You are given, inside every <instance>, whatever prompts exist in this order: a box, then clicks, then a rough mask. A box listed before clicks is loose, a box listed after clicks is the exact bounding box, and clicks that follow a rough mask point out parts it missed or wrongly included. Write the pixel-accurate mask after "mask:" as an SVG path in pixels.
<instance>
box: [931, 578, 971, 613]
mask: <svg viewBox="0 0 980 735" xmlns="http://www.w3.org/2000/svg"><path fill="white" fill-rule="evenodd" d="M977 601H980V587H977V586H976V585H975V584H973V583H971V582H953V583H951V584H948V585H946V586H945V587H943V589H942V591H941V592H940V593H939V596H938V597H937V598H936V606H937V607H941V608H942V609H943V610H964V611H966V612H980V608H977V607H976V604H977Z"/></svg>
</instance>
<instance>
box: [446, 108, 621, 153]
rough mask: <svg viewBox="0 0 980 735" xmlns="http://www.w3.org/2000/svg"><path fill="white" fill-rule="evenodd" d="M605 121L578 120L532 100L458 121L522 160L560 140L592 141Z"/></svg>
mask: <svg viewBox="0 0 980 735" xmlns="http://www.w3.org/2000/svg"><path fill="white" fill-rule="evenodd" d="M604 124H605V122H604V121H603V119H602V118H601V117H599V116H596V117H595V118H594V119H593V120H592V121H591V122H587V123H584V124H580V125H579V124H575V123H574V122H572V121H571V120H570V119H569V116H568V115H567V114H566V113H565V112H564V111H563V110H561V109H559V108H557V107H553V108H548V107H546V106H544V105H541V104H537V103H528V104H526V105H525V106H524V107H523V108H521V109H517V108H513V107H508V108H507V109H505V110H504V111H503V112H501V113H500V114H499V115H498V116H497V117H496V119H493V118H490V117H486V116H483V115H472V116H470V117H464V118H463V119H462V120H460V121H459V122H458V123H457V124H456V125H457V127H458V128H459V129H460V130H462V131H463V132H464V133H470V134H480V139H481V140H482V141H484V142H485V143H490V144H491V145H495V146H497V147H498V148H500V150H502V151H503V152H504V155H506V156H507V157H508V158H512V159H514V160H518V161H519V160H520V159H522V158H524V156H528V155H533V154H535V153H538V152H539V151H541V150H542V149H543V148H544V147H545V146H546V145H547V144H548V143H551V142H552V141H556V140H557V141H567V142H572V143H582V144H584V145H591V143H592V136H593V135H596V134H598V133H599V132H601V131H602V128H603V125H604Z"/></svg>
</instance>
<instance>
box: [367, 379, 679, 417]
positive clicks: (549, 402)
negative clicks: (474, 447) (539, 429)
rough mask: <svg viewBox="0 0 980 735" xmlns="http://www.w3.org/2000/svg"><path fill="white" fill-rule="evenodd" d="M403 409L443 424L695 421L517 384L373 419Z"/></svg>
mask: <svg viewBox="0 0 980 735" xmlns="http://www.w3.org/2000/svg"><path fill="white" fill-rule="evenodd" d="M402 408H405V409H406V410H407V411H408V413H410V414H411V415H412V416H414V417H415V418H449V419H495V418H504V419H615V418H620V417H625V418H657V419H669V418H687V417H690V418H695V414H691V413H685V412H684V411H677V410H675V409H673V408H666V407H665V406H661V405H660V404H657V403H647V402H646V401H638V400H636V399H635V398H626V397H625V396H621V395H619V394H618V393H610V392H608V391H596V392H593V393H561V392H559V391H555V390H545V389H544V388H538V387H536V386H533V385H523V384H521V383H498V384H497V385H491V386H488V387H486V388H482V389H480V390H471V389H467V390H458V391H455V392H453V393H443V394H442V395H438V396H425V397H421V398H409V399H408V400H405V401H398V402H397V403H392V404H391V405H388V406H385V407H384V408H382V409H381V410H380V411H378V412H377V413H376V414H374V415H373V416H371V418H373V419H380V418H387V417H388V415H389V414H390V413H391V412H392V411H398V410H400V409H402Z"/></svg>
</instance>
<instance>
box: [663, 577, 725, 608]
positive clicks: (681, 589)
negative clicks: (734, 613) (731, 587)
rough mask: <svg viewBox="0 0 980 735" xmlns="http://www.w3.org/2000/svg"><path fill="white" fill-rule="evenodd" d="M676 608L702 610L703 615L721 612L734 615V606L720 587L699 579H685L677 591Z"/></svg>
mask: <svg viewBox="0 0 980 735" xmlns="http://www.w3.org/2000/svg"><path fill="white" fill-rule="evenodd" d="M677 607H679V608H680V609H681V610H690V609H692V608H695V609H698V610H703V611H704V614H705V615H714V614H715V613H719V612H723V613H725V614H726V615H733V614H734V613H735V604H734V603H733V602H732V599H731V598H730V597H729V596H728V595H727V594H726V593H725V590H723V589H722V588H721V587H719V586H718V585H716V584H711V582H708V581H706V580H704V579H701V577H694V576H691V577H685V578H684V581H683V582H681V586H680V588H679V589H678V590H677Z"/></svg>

------------------------------------

▶ _Exercise objective_:
Retype all of the material. Each line must match exactly.

▶ _Answer for the task_:
You are given, inside every <instance>, whatever prompts exist in this order: a box, then clicks, then a rough mask. A box listed before clicks is loose, a box listed after clicks is the exact bounding box, and clicks that follow a rough mask point out parts it missed or wrongly included. Write the pixel-accurate mask after "mask:" as an SVG path in pixels.
<instance>
box: [931, 578, 971, 613]
mask: <svg viewBox="0 0 980 735" xmlns="http://www.w3.org/2000/svg"><path fill="white" fill-rule="evenodd" d="M977 601H980V587H977V586H976V585H975V584H973V583H971V582H953V583H951V584H948V585H946V586H945V587H943V589H942V591H941V592H940V593H939V596H938V597H937V598H936V606H937V607H941V608H942V609H943V610H964V611H966V612H980V608H977V607H976V604H977Z"/></svg>
</instance>
<instance>
box: [446, 108, 621, 153]
rough mask: <svg viewBox="0 0 980 735" xmlns="http://www.w3.org/2000/svg"><path fill="white" fill-rule="evenodd" d="M605 121L578 120L532 100L458 121L522 160L560 140L592 141Z"/></svg>
mask: <svg viewBox="0 0 980 735" xmlns="http://www.w3.org/2000/svg"><path fill="white" fill-rule="evenodd" d="M604 124H605V122H604V121H603V119H602V118H601V117H599V116H596V117H595V118H594V119H593V120H592V121H591V122H587V123H584V124H580V125H579V124H575V123H574V122H572V121H571V120H570V119H569V116H568V115H567V114H566V113H565V112H564V111H563V110H561V109H559V108H557V107H553V108H548V107H546V106H544V105H541V104H537V103H528V104H526V105H525V106H524V107H523V108H521V109H517V108H513V107H508V108H507V109H505V110H504V111H503V112H501V113H500V114H499V115H498V116H497V117H496V119H493V118H490V117H486V116H483V115H472V116H470V117H464V118H463V119H462V120H460V121H459V122H458V123H457V124H456V125H457V127H458V128H459V129H460V130H462V131H463V132H464V133H470V134H480V139H481V140H482V141H484V142H485V143H490V144H491V145H495V146H497V147H498V148H500V150H502V151H503V152H504V155H506V156H507V157H508V158H512V159H514V160H518V161H519V160H520V159H522V158H524V156H528V155H533V154H535V153H538V152H539V151H541V150H542V149H543V148H544V147H545V146H546V145H547V144H548V143H551V142H552V141H556V140H557V141H567V142H572V143H582V144H584V145H591V143H592V136H593V135H596V134H598V133H599V132H601V131H602V128H603V125H604Z"/></svg>
</instance>
<instance>
box: [367, 379, 679, 417]
positive clicks: (549, 402)
negative clicks: (474, 447) (539, 429)
rough mask: <svg viewBox="0 0 980 735" xmlns="http://www.w3.org/2000/svg"><path fill="white" fill-rule="evenodd" d="M403 409L443 424L695 421L517 384L373 419Z"/></svg>
mask: <svg viewBox="0 0 980 735" xmlns="http://www.w3.org/2000/svg"><path fill="white" fill-rule="evenodd" d="M402 408H405V409H406V410H407V411H408V413H410V414H411V415H412V416H414V417H415V418H449V419H495V418H504V419H615V418H620V417H625V418H657V419H669V418H687V417H690V418H695V414H691V413H685V412H684V411H677V410H675V409H673V408H666V407H665V406H661V405H660V404H657V403H647V402H646V401H638V400H636V399H635V398H626V397H625V396H621V395H619V394H618V393H610V392H608V391H596V392H593V393H561V392H559V391H555V390H545V389H544V388H538V387H536V386H533V385H523V384H521V383H498V384H497V385H491V386H488V387H486V388H482V389H480V390H471V389H467V390H458V391H455V392H453V393H443V394H442V395H438V396H425V397H421V398H409V399H408V400H405V401H398V402H397V403H392V404H391V405H388V406H385V407H384V408H382V409H381V410H380V411H378V412H377V413H376V414H374V415H373V416H371V418H373V419H380V418H387V417H388V415H389V414H390V413H391V412H392V411H398V410H400V409H402Z"/></svg>
</instance>
<instance>
box: [663, 577, 725, 608]
positive clicks: (681, 589)
negative clicks: (734, 613) (731, 587)
rough mask: <svg viewBox="0 0 980 735" xmlns="http://www.w3.org/2000/svg"><path fill="white" fill-rule="evenodd" d="M676 608L702 610L703 615L721 612L734 615V606L720 587L699 579H685L677 591Z"/></svg>
mask: <svg viewBox="0 0 980 735" xmlns="http://www.w3.org/2000/svg"><path fill="white" fill-rule="evenodd" d="M677 607H679V608H680V609H681V610H690V609H692V608H695V609H698V610H703V611H704V614H705V615H714V614H715V613H719V612H723V613H725V614H726V615H733V614H734V613H735V604H734V603H733V602H732V599H731V598H730V597H729V596H728V595H727V594H726V593H725V590H723V589H722V588H721V587H719V586H718V585H716V584H711V582H708V581H706V580H704V579H701V577H694V576H691V577H685V578H684V581H683V582H681V586H680V588H679V589H678V590H677Z"/></svg>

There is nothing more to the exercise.